GOAL OF THE EXERCISE: If a line in the data below holds the word "castle", include it in the count. Give only the final number.
********************
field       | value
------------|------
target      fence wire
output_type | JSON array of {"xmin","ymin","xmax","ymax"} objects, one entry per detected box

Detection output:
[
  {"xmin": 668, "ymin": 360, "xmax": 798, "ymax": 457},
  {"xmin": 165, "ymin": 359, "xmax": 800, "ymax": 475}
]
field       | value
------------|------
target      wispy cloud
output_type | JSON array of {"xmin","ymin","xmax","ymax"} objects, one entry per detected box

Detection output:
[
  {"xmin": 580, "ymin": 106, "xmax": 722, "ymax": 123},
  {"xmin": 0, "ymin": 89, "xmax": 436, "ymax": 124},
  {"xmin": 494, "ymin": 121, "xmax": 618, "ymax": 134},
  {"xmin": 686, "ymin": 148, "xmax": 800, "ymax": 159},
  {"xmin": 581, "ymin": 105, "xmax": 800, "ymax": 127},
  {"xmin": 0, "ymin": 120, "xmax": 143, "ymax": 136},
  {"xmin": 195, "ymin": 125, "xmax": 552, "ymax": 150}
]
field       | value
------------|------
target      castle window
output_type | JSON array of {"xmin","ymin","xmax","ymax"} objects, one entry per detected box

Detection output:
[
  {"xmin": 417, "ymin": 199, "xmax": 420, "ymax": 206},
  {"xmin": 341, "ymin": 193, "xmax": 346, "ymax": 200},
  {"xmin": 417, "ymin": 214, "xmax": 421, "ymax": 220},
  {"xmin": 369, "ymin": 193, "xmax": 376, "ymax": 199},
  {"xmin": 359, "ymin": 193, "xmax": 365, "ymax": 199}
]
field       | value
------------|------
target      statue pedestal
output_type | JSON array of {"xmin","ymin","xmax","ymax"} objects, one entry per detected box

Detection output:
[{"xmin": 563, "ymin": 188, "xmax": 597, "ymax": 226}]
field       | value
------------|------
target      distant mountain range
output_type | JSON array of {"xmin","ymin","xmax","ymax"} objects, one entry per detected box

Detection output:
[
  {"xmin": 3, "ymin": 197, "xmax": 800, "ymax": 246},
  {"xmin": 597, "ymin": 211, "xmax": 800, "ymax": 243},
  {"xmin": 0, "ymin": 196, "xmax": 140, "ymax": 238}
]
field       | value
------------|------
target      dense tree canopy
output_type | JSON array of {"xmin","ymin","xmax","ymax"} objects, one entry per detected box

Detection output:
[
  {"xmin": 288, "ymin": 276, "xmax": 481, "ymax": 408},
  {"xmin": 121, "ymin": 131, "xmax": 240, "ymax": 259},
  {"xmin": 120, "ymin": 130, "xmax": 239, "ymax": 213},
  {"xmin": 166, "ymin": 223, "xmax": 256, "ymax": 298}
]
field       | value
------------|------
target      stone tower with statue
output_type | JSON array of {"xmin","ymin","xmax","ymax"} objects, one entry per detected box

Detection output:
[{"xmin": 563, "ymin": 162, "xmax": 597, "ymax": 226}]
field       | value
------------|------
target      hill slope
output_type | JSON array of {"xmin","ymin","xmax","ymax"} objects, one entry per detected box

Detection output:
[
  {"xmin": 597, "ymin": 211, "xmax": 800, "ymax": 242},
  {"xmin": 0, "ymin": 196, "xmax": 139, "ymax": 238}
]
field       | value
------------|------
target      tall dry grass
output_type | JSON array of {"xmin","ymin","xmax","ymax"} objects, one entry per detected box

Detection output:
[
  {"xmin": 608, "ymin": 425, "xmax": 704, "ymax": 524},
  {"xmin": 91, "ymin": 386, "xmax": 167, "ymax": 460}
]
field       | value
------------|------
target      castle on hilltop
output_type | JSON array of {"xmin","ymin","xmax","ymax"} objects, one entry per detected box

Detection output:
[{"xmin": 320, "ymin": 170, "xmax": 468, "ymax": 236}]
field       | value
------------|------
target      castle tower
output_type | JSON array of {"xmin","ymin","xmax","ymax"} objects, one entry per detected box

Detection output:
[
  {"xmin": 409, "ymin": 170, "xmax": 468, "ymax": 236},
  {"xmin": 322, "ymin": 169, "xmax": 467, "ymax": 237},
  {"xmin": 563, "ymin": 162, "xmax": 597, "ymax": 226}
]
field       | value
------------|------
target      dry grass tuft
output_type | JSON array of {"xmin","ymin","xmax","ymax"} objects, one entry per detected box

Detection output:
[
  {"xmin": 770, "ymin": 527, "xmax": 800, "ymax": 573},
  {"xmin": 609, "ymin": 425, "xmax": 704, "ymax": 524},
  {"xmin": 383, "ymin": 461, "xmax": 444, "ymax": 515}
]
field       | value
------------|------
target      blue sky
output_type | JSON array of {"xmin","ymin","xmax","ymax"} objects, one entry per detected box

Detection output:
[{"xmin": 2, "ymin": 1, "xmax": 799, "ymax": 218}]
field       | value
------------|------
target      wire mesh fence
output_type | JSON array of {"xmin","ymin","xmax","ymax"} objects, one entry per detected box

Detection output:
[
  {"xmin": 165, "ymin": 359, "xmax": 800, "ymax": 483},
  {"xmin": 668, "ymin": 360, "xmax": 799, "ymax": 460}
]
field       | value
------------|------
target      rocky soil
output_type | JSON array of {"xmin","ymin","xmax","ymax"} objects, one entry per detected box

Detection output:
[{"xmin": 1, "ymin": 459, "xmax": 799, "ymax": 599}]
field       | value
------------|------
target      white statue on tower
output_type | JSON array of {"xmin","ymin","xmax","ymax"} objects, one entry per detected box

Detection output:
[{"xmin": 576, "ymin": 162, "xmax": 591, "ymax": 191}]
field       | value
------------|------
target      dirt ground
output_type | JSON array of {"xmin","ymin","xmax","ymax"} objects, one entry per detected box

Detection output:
********************
ANSWER SPACE: 3